══ Dataset excerpts

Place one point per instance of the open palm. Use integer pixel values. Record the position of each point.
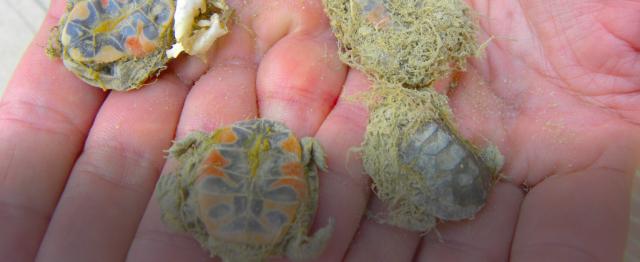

════
══ Dataset excerpts

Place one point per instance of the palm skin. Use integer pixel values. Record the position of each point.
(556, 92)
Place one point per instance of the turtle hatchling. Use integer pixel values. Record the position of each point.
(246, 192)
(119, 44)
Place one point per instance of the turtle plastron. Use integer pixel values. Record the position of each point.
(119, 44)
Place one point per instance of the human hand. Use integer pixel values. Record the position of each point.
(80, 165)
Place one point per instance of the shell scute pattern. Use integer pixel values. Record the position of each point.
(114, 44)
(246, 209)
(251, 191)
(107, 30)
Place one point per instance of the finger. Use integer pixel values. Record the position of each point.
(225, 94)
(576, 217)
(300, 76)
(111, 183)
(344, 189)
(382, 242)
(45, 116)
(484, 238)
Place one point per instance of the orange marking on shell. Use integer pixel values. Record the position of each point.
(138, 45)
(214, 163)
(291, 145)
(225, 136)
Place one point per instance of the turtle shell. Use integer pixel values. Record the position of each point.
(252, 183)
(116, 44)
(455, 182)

════
══ Dataset excerpts

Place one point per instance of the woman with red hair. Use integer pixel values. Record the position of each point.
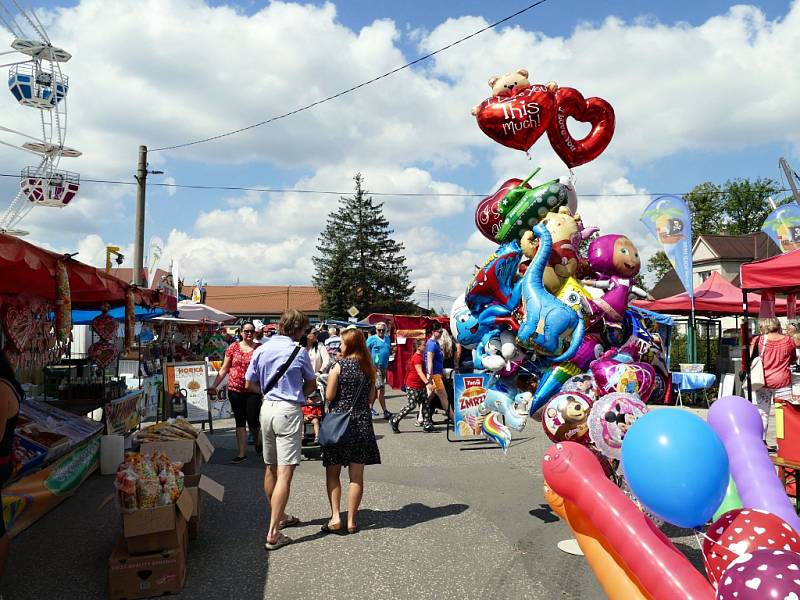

════

» **Do this**:
Please count how many lines in the data above contain the string "palm", and give only that number.

» **Answer to the exercise**:
2